AIM: Each line of the material below should be reproduced exactly.

◇ ◇ ◇ ◇ ◇ ◇ ◇

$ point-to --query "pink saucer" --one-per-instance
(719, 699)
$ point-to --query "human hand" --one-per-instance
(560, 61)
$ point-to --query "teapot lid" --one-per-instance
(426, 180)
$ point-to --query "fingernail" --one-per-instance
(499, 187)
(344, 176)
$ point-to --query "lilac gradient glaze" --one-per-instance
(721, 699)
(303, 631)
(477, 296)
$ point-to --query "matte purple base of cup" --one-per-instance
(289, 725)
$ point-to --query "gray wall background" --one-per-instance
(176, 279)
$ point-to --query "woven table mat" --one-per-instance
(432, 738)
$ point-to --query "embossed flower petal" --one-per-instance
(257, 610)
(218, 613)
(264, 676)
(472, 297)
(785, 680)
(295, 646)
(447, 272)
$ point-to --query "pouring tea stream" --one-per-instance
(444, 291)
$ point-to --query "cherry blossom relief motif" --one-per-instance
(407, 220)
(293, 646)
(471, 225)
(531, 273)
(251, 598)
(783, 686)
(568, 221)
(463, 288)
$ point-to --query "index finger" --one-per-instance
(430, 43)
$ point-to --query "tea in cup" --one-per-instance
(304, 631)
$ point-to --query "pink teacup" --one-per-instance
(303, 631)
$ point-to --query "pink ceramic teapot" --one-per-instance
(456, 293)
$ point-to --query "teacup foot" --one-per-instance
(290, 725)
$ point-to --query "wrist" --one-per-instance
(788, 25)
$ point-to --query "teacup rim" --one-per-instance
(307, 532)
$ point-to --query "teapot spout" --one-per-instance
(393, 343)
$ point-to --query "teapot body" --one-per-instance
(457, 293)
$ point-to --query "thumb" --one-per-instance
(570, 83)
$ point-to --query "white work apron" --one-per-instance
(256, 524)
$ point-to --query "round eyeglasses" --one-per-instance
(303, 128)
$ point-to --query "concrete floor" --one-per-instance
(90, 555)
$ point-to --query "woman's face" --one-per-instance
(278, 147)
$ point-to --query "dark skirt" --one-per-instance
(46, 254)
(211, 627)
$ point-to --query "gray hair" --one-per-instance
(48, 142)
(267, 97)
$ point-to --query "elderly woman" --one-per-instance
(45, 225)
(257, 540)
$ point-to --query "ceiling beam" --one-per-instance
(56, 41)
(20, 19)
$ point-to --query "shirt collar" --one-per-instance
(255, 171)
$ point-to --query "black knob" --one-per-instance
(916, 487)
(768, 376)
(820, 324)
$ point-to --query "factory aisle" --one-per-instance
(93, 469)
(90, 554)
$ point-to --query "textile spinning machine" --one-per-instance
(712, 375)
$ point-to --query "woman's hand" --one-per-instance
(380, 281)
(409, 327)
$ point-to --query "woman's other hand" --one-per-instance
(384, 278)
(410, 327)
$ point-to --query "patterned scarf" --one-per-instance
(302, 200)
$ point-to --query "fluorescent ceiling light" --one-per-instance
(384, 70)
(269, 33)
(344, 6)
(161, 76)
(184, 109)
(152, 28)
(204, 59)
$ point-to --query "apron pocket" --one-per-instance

◇ ◇ ◇ ◇ ◇ ◇ ◇

SOLUTION FOR THIS PROBLEM:
$ point-to --query "pink saucer" --one-per-instance
(719, 699)
$ point-to --query "human hand" --one-per-instance
(560, 61)
$ point-to --query "teapot lid" --one-per-instance
(426, 180)
$ point-to --query "fingernail" --one-per-instance
(499, 187)
(344, 176)
$ point-to --query "lilac gradient glaze" --one-per-instance
(721, 699)
(303, 631)
(477, 296)
$ point-to --query "matte purple base of cup" --one-per-instance
(289, 725)
$ point-to --query "gray wall background" --one-per-instance
(176, 279)
$ point-to --query "woven table mat" --one-per-instance
(432, 738)
$ point-to --query "embossed flower petal" --one-per-instance
(257, 610)
(218, 613)
(264, 676)
(472, 297)
(785, 680)
(295, 646)
(447, 272)
$ point-to --query "pouring tea stream" --one-per-instance
(444, 291)
$ point-to --query "cherry blossom relief motif" --one-per-instance
(407, 220)
(293, 646)
(471, 225)
(531, 273)
(251, 598)
(783, 686)
(568, 221)
(463, 288)
$ point-to --query "index finger" --one-per-instance
(430, 43)
$ point-to --query "tea in cup" --one-per-instance
(304, 631)
$ point-to --query "pink teacup" --one-per-instance
(303, 631)
$ point-to --query "pink ceramic teapot" --one-per-instance
(456, 293)
$ point-to --query "teacup foot" --one-per-instance
(290, 725)
$ point-to --query "wrist" --one-per-instance
(788, 25)
$ point-to --query "teacup rim" --one-per-instance
(307, 532)
$ point-to --query "teapot spout" --one-per-instance
(393, 343)
$ point-to --query "teapot body" --one-per-instance
(457, 293)
$ point-to --query "thumb" --one-per-instance
(570, 83)
$ point-to --query "white work apron" --one-per-instance
(256, 524)
$ point-to --query "round eyeglasses" --one-per-instance
(303, 128)
$ point-to --query "concrete floor" --one-per-instance
(90, 555)
$ point-to --query "woman's face" --one-per-instance
(278, 147)
$ point-to --query "dark skirt" --one-per-instance
(46, 254)
(211, 627)
$ point-to --query "gray hair" --one-per-instance
(48, 142)
(267, 97)
$ point-to --query "elderly woman" --one-per-instance
(45, 225)
(257, 540)
$ point-to --query "ceiling beam" --one-per-instance
(56, 41)
(20, 19)
$ point-to --query "shirt collar" --one-per-instance
(255, 171)
$ point-to --query "black knob" --one-per-instance
(916, 487)
(768, 376)
(820, 324)
$ point-to --query "factory aisle" --one-per-instance
(93, 469)
(90, 554)
$ point-to --query "textile spinning machine" --one-per-instance
(712, 375)
$ point-to --query "woman's hand" --one-per-instance
(380, 281)
(409, 327)
$ point-to --query "woman's other hand" --one-per-instance
(384, 278)
(410, 327)
$ point-to --query "patterned scarf" --one-per-instance
(302, 200)
$ point-to --query "fluorescent ceiling light" --one-per-instance
(384, 70)
(269, 33)
(344, 6)
(161, 76)
(184, 109)
(152, 28)
(204, 59)
$ point-to --query "apron pocket" --one-per-instance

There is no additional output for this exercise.